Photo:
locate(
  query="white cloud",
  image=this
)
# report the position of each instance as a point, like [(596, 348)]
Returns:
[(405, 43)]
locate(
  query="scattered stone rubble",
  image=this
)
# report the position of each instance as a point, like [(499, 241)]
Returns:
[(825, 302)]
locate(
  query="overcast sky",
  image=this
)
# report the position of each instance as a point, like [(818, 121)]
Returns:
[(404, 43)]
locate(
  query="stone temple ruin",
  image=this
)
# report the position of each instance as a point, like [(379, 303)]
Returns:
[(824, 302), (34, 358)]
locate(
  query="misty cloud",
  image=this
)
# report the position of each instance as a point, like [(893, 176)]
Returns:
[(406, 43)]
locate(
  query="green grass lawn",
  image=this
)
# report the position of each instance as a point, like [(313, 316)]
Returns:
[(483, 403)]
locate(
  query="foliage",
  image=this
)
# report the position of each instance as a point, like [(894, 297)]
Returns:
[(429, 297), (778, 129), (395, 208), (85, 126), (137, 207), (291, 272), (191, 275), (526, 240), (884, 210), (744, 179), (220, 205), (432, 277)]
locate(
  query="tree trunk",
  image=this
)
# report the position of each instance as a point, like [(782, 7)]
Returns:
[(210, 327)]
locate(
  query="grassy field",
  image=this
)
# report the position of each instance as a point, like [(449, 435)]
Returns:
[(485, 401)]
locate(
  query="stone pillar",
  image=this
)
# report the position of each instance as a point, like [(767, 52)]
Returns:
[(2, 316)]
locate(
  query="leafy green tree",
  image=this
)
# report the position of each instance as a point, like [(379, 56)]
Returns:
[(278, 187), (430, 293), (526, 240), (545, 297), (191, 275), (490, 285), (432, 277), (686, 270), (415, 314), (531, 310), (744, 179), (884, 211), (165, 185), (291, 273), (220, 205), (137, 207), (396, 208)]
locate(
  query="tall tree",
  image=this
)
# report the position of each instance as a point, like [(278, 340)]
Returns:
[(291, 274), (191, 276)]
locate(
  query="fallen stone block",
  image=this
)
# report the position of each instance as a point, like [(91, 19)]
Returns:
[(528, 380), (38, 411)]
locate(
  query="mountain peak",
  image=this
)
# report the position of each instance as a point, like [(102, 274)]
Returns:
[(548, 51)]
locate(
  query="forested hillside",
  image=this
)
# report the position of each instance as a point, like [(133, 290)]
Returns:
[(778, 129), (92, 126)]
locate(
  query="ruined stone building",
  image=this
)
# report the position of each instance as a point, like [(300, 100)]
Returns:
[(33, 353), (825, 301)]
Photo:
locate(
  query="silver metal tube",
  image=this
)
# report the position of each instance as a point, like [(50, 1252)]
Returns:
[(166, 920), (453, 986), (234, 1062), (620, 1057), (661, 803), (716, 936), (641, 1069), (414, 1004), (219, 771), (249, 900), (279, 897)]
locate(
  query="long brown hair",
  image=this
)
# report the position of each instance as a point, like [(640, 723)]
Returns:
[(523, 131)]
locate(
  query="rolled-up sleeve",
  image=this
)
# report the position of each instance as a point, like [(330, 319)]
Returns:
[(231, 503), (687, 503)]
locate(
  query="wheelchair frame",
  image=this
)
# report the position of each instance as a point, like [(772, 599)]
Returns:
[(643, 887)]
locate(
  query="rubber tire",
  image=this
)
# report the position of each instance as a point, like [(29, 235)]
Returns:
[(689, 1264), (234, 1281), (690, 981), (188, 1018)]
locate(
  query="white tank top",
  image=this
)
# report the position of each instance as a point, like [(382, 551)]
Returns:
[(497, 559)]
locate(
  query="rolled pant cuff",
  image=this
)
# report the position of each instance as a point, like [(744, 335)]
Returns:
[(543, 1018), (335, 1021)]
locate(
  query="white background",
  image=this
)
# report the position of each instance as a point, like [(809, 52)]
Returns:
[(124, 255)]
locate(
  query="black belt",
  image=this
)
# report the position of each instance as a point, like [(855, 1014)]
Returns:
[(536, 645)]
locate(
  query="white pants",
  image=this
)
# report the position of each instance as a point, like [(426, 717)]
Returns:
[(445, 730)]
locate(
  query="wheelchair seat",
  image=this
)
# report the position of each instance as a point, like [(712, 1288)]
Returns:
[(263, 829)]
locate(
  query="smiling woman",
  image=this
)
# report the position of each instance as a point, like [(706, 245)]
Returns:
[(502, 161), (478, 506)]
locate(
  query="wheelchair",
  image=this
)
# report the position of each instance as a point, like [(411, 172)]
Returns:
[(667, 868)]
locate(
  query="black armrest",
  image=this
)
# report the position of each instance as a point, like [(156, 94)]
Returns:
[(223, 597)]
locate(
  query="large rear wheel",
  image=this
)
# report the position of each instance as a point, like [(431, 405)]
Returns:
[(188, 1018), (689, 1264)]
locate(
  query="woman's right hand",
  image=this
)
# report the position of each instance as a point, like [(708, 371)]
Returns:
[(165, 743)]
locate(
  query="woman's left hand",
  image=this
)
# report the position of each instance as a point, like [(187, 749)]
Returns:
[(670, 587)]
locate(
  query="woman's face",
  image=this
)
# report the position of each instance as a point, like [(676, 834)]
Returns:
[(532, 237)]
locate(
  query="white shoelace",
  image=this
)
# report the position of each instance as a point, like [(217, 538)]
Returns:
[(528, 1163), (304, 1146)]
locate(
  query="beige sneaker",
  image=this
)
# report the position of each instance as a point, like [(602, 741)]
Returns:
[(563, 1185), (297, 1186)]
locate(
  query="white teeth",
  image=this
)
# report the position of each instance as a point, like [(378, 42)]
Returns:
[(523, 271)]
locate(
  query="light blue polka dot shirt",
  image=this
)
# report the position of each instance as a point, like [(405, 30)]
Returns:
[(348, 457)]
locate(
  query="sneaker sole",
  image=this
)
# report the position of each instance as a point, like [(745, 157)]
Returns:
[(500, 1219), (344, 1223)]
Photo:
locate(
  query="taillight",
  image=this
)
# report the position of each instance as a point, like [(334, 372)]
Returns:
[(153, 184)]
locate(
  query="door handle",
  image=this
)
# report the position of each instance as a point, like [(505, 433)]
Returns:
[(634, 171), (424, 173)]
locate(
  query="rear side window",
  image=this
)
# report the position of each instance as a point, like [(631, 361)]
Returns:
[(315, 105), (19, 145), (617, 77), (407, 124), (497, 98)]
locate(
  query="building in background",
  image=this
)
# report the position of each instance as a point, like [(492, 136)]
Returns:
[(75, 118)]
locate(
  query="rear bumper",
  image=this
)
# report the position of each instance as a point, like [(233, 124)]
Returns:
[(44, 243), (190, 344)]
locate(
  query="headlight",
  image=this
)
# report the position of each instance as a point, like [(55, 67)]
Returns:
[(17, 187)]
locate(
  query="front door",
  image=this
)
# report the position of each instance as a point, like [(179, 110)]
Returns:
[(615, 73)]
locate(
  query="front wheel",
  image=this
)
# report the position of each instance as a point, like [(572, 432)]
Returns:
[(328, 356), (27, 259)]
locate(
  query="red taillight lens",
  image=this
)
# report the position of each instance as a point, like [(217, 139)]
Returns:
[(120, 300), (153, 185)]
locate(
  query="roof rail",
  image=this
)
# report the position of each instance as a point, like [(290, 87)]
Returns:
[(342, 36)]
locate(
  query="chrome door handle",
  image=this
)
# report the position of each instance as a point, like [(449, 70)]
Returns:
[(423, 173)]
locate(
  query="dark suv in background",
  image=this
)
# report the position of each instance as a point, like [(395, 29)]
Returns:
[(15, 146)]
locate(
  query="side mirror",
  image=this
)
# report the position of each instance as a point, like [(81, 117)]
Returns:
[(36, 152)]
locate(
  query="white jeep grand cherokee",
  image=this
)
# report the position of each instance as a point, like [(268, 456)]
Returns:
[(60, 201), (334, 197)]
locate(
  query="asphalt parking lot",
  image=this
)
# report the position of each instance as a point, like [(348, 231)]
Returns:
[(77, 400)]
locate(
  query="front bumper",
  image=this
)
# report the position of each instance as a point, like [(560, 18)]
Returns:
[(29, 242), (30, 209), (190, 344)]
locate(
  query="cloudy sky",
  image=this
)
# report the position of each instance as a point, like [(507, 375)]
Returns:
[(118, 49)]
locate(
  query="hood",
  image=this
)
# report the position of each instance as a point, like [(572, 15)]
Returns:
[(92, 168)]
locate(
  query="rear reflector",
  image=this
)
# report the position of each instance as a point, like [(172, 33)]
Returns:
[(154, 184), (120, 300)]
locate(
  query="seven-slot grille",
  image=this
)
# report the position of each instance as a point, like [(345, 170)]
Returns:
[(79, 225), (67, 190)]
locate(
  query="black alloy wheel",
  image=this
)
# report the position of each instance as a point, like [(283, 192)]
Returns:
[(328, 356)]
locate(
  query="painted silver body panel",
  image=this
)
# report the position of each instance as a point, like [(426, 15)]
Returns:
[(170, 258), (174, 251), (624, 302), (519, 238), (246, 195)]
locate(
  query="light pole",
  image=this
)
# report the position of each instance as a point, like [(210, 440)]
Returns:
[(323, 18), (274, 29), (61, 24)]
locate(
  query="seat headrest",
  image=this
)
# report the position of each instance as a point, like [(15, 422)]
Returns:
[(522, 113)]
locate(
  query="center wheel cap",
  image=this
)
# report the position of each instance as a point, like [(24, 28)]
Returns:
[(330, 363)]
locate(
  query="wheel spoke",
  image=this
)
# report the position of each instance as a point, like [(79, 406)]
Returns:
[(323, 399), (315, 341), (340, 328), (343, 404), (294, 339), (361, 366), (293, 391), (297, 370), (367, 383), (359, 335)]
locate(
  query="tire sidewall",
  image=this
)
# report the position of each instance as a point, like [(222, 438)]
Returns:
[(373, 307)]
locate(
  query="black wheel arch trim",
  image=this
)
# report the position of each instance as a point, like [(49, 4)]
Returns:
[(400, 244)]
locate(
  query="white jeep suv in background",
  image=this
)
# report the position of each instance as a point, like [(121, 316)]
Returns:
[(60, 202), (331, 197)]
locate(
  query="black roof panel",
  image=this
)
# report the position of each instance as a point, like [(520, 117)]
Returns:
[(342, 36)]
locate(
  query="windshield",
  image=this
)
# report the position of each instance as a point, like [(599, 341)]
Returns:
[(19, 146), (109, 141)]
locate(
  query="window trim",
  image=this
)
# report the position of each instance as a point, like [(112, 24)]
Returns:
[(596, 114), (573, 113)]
————
Please put the material into a numbered list, from the first line up to and including the line with "[(404, 43)]". Leave out any blank lines.

1. Photo:
2. locate(
3.   query="white cloud",
4.   image=this
5. )
6. # report the position of each instance as a point, like [(596, 348)]
7. Returns:
8. [(405, 43)]
9. locate(
10.   query="scattered stone rubble",
11.   image=this
12. )
13. # report the position of each instance as a point, like [(499, 241)]
14. Returns:
15. [(825, 302)]
16. locate(
17.   query="overcast sky",
18.   image=this
19. )
20. # report the position of each instance as a point, like [(818, 121)]
21. Returns:
22. [(404, 43)]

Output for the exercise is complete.